### EXERCISE DETAILS
Please print exactly the line containing "For this drill the class indicates the small yellow" and every line after it to the end of the records below, and nothing more.

### TASK INPUTS
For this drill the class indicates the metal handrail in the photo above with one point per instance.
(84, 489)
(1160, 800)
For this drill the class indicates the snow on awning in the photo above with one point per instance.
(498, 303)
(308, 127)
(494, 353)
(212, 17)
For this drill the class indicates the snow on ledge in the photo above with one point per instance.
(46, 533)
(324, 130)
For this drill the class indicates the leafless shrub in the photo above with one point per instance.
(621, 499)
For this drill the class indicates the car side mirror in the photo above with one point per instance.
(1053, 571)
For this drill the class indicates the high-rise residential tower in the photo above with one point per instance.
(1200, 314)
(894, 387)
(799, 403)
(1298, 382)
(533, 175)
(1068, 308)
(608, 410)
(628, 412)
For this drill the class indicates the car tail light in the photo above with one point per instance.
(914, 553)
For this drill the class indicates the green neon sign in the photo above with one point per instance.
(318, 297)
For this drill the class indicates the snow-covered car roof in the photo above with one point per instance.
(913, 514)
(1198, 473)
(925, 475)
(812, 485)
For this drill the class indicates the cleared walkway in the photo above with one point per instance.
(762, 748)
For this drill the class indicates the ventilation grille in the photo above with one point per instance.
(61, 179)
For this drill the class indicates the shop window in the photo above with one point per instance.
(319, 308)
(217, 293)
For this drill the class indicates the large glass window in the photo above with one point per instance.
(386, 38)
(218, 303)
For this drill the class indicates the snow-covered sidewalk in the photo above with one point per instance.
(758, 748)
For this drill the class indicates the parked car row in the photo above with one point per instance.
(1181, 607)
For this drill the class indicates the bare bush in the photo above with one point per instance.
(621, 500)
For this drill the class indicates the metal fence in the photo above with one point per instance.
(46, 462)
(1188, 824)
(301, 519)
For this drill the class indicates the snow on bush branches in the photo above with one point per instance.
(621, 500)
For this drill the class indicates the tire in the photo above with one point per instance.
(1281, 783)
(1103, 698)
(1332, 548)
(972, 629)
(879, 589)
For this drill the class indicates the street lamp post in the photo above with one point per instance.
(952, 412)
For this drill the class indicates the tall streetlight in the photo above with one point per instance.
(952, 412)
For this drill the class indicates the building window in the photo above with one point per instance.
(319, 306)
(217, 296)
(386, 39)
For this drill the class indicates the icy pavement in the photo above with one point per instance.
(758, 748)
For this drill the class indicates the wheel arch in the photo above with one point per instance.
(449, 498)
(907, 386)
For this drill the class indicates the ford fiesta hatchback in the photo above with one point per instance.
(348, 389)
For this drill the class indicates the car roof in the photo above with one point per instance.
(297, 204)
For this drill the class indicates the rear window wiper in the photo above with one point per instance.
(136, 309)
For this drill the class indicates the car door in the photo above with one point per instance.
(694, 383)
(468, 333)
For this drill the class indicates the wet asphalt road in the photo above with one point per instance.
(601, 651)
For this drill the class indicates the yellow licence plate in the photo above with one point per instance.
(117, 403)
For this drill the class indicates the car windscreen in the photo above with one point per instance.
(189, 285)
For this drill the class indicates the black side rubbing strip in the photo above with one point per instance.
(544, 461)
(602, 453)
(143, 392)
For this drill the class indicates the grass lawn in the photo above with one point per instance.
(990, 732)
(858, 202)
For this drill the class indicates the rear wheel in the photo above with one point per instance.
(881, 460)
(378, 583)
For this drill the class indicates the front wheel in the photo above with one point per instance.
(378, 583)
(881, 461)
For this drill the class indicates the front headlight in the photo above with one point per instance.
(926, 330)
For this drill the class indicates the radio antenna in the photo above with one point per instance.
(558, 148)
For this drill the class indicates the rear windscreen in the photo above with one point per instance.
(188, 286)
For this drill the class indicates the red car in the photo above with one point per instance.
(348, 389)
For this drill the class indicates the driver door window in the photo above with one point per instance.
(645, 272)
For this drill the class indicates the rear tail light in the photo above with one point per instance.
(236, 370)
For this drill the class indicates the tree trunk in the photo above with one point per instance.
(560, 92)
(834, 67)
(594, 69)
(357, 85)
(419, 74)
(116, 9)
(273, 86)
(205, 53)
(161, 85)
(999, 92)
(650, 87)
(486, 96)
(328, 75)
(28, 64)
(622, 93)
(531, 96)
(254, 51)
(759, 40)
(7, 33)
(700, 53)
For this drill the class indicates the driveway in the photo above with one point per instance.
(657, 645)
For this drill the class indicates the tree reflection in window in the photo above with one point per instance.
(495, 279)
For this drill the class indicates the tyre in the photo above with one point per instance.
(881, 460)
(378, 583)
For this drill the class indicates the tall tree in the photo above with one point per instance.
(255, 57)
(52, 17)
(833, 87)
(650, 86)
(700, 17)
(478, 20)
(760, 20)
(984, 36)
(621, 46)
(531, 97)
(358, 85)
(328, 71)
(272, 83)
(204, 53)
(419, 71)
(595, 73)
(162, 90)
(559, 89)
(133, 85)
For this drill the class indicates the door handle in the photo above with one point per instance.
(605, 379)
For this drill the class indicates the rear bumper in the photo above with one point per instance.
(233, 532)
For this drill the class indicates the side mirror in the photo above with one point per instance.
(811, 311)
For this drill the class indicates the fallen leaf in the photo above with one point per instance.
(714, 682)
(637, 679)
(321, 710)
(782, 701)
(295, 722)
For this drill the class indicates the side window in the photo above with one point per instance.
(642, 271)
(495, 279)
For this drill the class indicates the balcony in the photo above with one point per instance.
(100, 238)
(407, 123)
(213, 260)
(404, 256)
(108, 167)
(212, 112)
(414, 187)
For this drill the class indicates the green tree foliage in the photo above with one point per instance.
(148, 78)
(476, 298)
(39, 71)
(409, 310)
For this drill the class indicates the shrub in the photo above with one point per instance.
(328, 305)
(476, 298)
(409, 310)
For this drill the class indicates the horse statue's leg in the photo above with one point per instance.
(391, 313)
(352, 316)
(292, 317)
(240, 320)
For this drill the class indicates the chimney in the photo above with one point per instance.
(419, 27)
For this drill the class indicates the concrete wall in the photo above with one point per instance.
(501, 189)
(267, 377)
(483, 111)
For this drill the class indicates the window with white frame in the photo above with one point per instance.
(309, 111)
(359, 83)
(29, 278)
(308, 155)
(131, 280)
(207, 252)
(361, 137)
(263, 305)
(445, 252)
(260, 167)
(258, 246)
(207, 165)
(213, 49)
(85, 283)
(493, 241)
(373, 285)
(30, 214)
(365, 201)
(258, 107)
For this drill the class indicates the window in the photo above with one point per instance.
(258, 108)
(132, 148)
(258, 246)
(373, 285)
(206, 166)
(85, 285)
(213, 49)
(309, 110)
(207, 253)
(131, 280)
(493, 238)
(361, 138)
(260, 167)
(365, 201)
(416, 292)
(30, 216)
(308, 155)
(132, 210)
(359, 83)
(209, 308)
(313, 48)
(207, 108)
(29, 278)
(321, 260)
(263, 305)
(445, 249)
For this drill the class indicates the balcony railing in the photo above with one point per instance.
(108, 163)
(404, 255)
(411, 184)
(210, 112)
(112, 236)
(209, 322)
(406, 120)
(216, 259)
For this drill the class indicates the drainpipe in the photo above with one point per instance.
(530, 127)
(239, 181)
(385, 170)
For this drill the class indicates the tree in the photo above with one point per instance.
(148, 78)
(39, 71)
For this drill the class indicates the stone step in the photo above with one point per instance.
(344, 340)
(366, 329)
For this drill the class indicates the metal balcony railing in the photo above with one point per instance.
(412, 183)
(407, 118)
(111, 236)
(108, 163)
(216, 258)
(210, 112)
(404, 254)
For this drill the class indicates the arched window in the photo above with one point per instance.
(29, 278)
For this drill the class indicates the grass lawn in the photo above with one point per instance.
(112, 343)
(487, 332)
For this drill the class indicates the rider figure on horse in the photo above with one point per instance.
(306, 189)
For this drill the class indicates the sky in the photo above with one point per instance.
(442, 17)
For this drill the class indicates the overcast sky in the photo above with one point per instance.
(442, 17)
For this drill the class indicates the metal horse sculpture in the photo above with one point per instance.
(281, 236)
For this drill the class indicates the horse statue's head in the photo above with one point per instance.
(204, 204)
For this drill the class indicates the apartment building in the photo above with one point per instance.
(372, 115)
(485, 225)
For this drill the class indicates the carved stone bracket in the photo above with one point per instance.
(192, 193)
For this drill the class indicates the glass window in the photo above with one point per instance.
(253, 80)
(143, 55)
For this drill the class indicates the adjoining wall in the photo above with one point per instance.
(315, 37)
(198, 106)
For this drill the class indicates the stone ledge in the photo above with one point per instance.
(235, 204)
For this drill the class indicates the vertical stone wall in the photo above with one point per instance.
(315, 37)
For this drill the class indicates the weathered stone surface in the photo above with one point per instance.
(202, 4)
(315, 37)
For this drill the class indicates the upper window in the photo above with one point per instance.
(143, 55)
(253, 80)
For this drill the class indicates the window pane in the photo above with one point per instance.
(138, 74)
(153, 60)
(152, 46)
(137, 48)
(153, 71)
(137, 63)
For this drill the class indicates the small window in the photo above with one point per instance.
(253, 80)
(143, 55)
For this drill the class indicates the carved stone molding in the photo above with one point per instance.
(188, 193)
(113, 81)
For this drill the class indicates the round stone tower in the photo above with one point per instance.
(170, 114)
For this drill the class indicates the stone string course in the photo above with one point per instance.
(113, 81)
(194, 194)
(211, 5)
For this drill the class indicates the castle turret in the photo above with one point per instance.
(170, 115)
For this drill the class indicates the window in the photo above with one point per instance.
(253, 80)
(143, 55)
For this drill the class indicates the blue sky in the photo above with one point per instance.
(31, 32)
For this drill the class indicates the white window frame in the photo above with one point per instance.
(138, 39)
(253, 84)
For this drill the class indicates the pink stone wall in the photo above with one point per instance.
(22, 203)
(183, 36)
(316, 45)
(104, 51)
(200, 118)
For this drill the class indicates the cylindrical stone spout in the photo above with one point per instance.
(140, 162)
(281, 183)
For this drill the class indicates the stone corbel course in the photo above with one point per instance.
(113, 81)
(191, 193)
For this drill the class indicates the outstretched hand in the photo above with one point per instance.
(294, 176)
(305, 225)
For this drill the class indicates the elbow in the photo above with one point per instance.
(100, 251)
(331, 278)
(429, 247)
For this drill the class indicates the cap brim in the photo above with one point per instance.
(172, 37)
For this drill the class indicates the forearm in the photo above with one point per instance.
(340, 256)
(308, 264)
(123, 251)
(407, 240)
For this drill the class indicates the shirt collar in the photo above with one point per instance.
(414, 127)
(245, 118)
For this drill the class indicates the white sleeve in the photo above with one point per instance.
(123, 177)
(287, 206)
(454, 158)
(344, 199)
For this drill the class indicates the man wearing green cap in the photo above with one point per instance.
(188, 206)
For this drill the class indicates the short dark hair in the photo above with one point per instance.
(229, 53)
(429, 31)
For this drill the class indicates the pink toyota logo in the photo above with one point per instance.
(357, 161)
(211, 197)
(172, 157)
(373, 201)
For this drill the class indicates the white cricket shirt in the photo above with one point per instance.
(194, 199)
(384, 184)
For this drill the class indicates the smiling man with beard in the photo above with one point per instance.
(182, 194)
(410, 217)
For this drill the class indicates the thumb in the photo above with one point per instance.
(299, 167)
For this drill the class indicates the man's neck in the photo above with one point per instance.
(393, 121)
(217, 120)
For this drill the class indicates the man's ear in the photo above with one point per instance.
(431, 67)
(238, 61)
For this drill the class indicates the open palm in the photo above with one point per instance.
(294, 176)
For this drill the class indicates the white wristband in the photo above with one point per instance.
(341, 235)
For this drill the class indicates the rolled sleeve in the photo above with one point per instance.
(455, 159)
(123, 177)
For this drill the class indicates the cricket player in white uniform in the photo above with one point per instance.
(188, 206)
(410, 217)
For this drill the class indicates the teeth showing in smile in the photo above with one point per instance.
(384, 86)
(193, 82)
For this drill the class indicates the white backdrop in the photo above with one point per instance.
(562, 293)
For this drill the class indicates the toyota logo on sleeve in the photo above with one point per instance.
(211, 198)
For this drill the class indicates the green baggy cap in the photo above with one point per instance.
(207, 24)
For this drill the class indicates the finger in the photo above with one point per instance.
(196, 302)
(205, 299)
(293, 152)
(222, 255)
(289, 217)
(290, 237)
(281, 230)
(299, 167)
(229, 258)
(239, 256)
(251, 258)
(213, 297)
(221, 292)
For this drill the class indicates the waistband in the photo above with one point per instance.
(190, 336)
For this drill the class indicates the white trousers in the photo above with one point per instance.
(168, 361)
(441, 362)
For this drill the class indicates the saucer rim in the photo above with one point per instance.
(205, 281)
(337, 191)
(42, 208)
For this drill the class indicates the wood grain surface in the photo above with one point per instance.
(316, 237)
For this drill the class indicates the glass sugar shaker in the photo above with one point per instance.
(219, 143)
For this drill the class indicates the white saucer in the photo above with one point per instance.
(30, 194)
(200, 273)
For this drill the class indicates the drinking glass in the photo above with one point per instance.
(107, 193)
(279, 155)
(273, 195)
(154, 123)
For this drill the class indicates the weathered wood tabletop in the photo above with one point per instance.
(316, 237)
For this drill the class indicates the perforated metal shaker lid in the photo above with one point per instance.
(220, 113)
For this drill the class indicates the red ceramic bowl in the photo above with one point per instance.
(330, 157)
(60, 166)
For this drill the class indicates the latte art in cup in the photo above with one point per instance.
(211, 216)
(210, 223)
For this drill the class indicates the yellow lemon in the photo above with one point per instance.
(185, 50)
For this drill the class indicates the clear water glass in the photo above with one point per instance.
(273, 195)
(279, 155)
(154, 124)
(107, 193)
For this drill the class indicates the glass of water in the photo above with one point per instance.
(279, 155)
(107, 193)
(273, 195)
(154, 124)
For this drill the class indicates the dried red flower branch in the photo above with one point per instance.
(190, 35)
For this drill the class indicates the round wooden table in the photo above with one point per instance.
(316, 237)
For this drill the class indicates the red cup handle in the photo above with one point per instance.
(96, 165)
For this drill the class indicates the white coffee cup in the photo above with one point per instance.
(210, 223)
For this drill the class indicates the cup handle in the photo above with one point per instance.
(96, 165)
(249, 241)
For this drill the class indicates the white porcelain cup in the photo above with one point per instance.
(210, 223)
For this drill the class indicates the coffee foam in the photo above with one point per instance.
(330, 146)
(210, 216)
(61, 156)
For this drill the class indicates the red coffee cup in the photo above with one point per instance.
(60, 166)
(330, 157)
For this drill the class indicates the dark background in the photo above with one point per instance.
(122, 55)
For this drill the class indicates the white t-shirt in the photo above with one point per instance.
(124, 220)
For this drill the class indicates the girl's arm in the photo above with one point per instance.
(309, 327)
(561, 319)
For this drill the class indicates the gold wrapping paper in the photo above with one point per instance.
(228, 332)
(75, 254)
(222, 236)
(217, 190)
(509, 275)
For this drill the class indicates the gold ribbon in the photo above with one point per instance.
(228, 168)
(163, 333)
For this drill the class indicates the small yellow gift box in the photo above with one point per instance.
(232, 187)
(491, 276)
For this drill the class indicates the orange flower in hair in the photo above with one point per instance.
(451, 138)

### REPLY
For this drill the class indicates the small yellow gift box in the photo above with one point per instance.
(232, 187)
(491, 276)
For this drill the class indicates the orange flower in hair in the photo above with one point per instance.
(451, 138)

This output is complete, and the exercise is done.